Montaine Barreau for Cinémenton

October

Le mystère de la vie n'est pas une question à résoudre mais une réalité à vivre (Dune, tome 2). Cela s’applique également à Dune (I/II), diptyque réalisé par Denis Villeneuve, adapté des romans éponymes de Franck Herbert sortis de 1965 à 1985, référence dans le monde de la science-fiction.


Pour tenter d’en apprécier le visionnage, se laisser porter est la première étape. Comprendre tous les enjeux et détails de la trame ne serait que contre-productif. Car Dune, c’est une masse qu’il est difficile de définir. Il y a le sentiment que ce monde est plus grand que ce qu’on en voit, qu’il existe en dehors de notre histoire, que sa morale ne se résume pas en quelques mots. Il serait par conséquent malheureux de vouloir retransmettre une expérience si riche et multiple en quelques lignes, je vais pourtant tenter de le faire.
......
CONSIGNE ÉCRITE:
Recopiez la critique de Dune de « Montaine Barreau for » à « de la science-fiction. » en changeant « diptyque » en « film en deux parties ».

BLOC DE DONNÉES:
......
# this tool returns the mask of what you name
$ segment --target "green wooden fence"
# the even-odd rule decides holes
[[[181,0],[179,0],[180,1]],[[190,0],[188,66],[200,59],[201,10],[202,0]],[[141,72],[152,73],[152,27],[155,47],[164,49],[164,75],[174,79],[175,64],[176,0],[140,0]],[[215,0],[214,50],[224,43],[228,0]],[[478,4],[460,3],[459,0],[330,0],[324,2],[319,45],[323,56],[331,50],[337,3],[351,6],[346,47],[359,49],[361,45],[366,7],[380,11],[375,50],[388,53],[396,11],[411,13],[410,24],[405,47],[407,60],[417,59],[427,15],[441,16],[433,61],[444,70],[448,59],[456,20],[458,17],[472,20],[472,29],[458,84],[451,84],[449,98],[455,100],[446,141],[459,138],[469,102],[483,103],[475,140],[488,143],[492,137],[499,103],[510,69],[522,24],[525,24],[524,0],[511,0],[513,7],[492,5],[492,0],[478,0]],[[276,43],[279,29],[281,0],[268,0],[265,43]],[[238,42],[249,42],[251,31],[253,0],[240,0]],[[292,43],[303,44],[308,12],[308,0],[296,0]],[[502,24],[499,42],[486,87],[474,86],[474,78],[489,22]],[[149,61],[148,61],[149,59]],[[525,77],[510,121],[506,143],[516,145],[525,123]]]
......
RÉPONSE PROPOSÉE:
Montaine Barreau for Cinémenton

October

Le mystère de la vie n'est pas une question à résoudre mais une réalité à vivre (Dune, tome 2). Cela s’applique également à Dune (I/II), film en deux parties réalisé par Denis Villeneuve, adapté des romans éponymes de Franck Herbert sortis de 1965 à 1985, référence dans le monde de la science-fiction.